### Data section

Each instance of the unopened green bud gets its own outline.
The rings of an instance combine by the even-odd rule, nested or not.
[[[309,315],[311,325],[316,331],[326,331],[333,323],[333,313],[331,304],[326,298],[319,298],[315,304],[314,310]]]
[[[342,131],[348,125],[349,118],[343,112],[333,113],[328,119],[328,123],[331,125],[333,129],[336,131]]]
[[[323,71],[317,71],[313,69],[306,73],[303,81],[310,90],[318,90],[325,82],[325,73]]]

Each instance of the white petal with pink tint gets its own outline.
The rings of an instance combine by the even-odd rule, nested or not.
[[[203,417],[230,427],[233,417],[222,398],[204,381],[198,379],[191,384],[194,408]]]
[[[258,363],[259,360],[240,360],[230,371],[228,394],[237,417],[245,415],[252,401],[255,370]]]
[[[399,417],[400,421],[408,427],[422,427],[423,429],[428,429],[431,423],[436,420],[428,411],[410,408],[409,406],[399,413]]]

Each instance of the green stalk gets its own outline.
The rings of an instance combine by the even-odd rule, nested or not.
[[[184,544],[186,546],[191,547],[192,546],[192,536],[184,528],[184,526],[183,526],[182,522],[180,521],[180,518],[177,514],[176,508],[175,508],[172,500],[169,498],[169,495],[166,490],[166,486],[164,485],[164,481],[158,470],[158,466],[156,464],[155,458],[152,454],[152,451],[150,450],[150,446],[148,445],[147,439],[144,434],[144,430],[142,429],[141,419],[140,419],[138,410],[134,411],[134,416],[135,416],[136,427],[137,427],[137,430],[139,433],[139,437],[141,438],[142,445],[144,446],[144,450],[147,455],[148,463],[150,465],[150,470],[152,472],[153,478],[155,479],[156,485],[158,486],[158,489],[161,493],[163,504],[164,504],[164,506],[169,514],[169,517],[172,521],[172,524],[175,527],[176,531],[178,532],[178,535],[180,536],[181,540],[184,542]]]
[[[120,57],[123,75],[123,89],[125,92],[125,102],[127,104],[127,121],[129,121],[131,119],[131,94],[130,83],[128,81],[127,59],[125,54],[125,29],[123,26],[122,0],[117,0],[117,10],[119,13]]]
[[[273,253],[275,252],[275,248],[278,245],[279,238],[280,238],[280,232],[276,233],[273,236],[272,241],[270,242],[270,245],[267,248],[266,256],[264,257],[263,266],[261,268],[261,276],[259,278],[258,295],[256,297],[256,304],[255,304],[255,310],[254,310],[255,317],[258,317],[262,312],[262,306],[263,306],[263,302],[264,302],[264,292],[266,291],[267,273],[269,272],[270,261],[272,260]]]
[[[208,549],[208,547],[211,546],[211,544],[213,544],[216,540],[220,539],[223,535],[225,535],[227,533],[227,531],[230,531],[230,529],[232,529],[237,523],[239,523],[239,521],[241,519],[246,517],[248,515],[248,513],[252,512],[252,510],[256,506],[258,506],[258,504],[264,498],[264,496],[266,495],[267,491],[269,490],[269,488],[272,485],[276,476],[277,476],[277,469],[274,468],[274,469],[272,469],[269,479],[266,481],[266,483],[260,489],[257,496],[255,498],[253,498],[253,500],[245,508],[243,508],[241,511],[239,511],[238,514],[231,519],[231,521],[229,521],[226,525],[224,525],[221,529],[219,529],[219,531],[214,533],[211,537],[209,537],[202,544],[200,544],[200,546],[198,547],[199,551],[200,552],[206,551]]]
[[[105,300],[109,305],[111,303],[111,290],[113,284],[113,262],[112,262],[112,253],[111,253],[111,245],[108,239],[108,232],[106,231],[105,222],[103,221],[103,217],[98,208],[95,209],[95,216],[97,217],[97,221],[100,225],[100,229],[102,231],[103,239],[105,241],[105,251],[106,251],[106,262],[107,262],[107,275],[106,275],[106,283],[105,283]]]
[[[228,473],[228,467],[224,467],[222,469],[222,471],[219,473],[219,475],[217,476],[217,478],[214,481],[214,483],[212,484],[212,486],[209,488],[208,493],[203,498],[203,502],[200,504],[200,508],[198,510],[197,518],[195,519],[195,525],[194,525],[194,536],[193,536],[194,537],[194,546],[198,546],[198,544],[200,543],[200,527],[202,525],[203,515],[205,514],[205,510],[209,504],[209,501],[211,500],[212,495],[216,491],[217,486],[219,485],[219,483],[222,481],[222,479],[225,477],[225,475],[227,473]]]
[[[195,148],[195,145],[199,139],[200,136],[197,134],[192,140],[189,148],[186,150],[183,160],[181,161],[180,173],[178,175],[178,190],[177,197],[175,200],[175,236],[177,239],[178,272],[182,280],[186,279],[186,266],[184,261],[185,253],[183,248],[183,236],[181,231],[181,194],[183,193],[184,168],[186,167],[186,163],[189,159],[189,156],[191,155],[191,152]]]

######

### What the task requires:
Every line of the material must be returned exactly as it appears.

### Final result:
Each instance of the unopened green bud gets its own outline.
The rings of an instance combine by the even-odd rule, nested or not.
[[[309,315],[311,325],[316,331],[326,331],[333,323],[333,313],[331,304],[326,298],[319,298],[315,304],[314,310]]]
[[[342,131],[348,125],[349,118],[343,112],[333,113],[328,119],[328,123],[331,125],[333,129],[336,131]]]
[[[323,71],[317,71],[313,69],[306,73],[303,81],[310,90],[318,90],[325,82],[325,73]]]

Each instance of the white petal with pink tint gets its own outline.
The rings of an instance combine by the even-odd rule, nested or not.
[[[203,417],[230,427],[233,417],[222,398],[204,381],[198,379],[191,384],[194,408]]]
[[[258,363],[259,360],[240,360],[230,371],[228,394],[237,417],[245,415],[252,401],[255,370]]]
[[[399,417],[400,421],[408,427],[422,427],[423,429],[428,429],[431,423],[436,420],[428,411],[410,408],[409,406],[399,413]]]

Each instance of the green stalk gets its own outline.
The rings of an instance combine by the even-odd rule, nested or not.
[[[184,544],[186,546],[191,547],[192,546],[192,536],[184,528],[184,526],[183,526],[182,522],[180,521],[180,518],[177,514],[176,508],[175,508],[172,500],[169,498],[169,495],[166,490],[166,486],[164,485],[164,481],[158,470],[158,466],[156,464],[155,458],[152,454],[152,451],[150,450],[150,446],[148,445],[147,439],[144,434],[144,430],[142,429],[141,419],[140,419],[138,410],[134,411],[134,416],[135,416],[136,427],[137,427],[137,430],[139,433],[139,437],[141,438],[142,445],[144,446],[144,450],[147,455],[148,463],[150,465],[150,470],[152,472],[153,478],[155,479],[156,485],[158,486],[158,489],[161,493],[163,504],[164,504],[164,506],[169,514],[169,517],[172,521],[172,524],[175,527],[176,531],[178,532],[178,535],[180,536],[181,540],[184,542]]]
[[[120,57],[123,75],[123,89],[125,92],[125,102],[127,104],[127,121],[129,121],[131,119],[131,94],[130,83],[128,81],[127,59],[125,54],[125,29],[123,26],[122,0],[117,0],[117,10],[119,13]]]
[[[273,253],[275,252],[275,248],[278,245],[279,238],[280,238],[280,232],[276,233],[273,236],[272,241],[270,242],[270,245],[267,248],[266,256],[264,257],[263,266],[261,268],[261,276],[259,278],[258,295],[256,297],[256,304],[255,304],[255,310],[254,310],[255,317],[258,317],[262,312],[262,306],[263,306],[263,302],[264,302],[264,292],[266,291],[267,273],[269,272],[270,261],[272,260]]]
[[[208,549],[208,547],[211,546],[211,544],[213,544],[216,540],[220,539],[223,535],[225,535],[227,533],[227,531],[230,531],[230,529],[232,529],[237,523],[239,523],[239,521],[241,519],[246,517],[248,515],[248,513],[252,512],[252,510],[256,506],[258,506],[258,504],[264,498],[264,496],[266,495],[267,491],[269,490],[269,488],[272,485],[276,476],[277,476],[277,469],[274,468],[274,469],[272,469],[269,479],[266,481],[266,483],[260,489],[257,496],[255,498],[253,498],[253,500],[245,508],[243,508],[241,511],[239,511],[238,514],[231,519],[231,521],[229,521],[226,525],[224,525],[221,529],[219,529],[219,531],[214,533],[211,537],[209,537],[202,544],[200,544],[200,546],[198,547],[199,551],[200,552],[206,551]]]
[[[105,300],[109,305],[111,303],[111,290],[113,284],[113,262],[112,262],[112,253],[111,253],[111,245],[108,239],[108,232],[106,231],[105,222],[103,221],[103,217],[98,208],[95,209],[95,216],[97,217],[97,221],[100,225],[100,229],[102,231],[103,239],[105,241],[105,251],[106,251],[106,262],[107,262],[107,275],[106,275],[106,283],[105,283]]]
[[[228,473],[228,467],[224,467],[222,469],[222,471],[219,473],[219,475],[217,476],[217,478],[214,481],[214,483],[212,484],[212,486],[209,488],[208,493],[203,498],[203,502],[200,504],[200,508],[198,510],[197,518],[195,519],[195,525],[194,525],[194,536],[193,536],[194,537],[194,546],[198,546],[198,544],[200,543],[200,527],[202,525],[203,515],[205,514],[205,510],[209,504],[209,501],[211,500],[212,495],[216,491],[217,486],[219,485],[219,483],[222,481],[222,479],[225,477],[225,475],[227,473]]]
[[[195,148],[195,145],[199,139],[200,136],[197,134],[192,140],[189,148],[186,150],[183,160],[181,161],[180,173],[178,175],[178,190],[177,197],[175,200],[175,236],[177,239],[178,272],[182,280],[186,279],[186,266],[184,261],[185,253],[183,248],[183,236],[181,231],[181,194],[183,193],[184,168],[186,167],[186,163],[189,159],[189,156],[191,155],[191,152]]]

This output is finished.